▶ [Отрывок текста]
•••
Я люблю усталый шелест
Старых писем, дальних слов…
В них есть запах, в них есть прелесть
Умирающих цветов.
Я люблю узорный почерк –
В нем есть шорох трав сухих,
Быстрых букв знакомый очерк
Тихо шепчет грустный стих.
Мне так близко обаянье
Их усталой красоты…
Это дерева Познанья
Облетевшие цветы.
М. Волошин
Стих поэта-символиста лишен твердого остова-поэтического скелета, мужественного, активного начала. Он мягок, певуч, женственен и в то же время у каждого поэта подчеркнута индивидуальность. Строгость формы, скованность логикой ему чужда. В итоге за музыкальностью и эмоциональностью поэт-символист создает причудливые ритмические сочетания, вносит в спокойную классическую строфу элементы порывистости, неровности или, напротив, расплавленности, размягченности, затягивания темпа. Символисты были первыми в русской поэзии, кто "сломал" классическую форму стиха, кто в области формы явился, если еще не революционером, то бунтарем.
•••
▶ [Сохранённые данные]
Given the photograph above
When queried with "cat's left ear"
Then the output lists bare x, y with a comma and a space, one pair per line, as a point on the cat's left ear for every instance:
•••
▶ [Задачи]
**a.** Верните без изменений фрагмент текста о поэзии символистов, начиная со слов «Я люблю узорный» и заканчивая словами «Облетевшие цветы.».
**b.** Напишите следующую часть текста о стихе поэтов-символистов, начав сразу после его последнего предложения.

▶ [Ответы к заданиям]
**a.**
Я люблю узорный почерк –
В нем есть шорох трав сухих,
Быстрых букв знакомый очерк
Тихо шепчет грустный стих.
Мне так близко обаянье
Их усталой красоты…
Это дерева Познанья
Облетевшие цветы.

**b.**
Я люблю.
Я люблю замирание эха
После бешеной тройки в лесу,
За сверканьем задорного смеха
Я истомы люблю полосу.
Зимним утром люблю надо мною
Я лиловый разлив полутьмы,
И, где солнце горело весною,
Только розовый отблеск зимы.
Я люблю на бледнеющей шири
В переливах растаявший цвет…
Я люблю все, чему в этом мире
Ни созвучья, ни отзвука нет.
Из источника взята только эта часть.